Data in this exercise:
◆ ◆ ◆ ◆

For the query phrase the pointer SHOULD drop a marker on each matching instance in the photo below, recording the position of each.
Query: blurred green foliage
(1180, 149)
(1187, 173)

◆ ◆ ◆ ◆

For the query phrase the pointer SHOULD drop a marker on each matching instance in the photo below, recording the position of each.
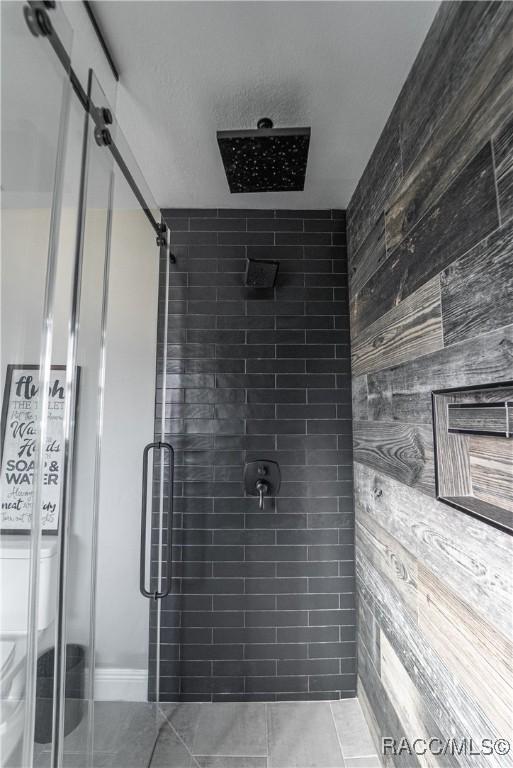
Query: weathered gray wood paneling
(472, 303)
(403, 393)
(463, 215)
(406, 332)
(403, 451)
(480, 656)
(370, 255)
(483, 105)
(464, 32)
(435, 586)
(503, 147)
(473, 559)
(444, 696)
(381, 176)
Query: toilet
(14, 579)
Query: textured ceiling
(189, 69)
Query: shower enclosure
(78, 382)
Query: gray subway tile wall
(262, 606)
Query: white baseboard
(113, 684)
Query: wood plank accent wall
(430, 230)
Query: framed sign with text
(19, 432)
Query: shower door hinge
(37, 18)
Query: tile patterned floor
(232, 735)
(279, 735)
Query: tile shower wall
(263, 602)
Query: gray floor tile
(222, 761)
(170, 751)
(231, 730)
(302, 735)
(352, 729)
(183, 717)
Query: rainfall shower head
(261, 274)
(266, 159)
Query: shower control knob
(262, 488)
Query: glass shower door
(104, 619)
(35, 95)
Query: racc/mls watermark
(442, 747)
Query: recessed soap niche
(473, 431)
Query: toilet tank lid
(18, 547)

◆ ◆ ◆ ◆

Written request: Locate each line in the material above that contains the word "tile" and copy those lines in full.

Answer below:
Query: gray subway tile wall
Query: tile patterned floor
Query: tile shower wall
Query: gray floor tile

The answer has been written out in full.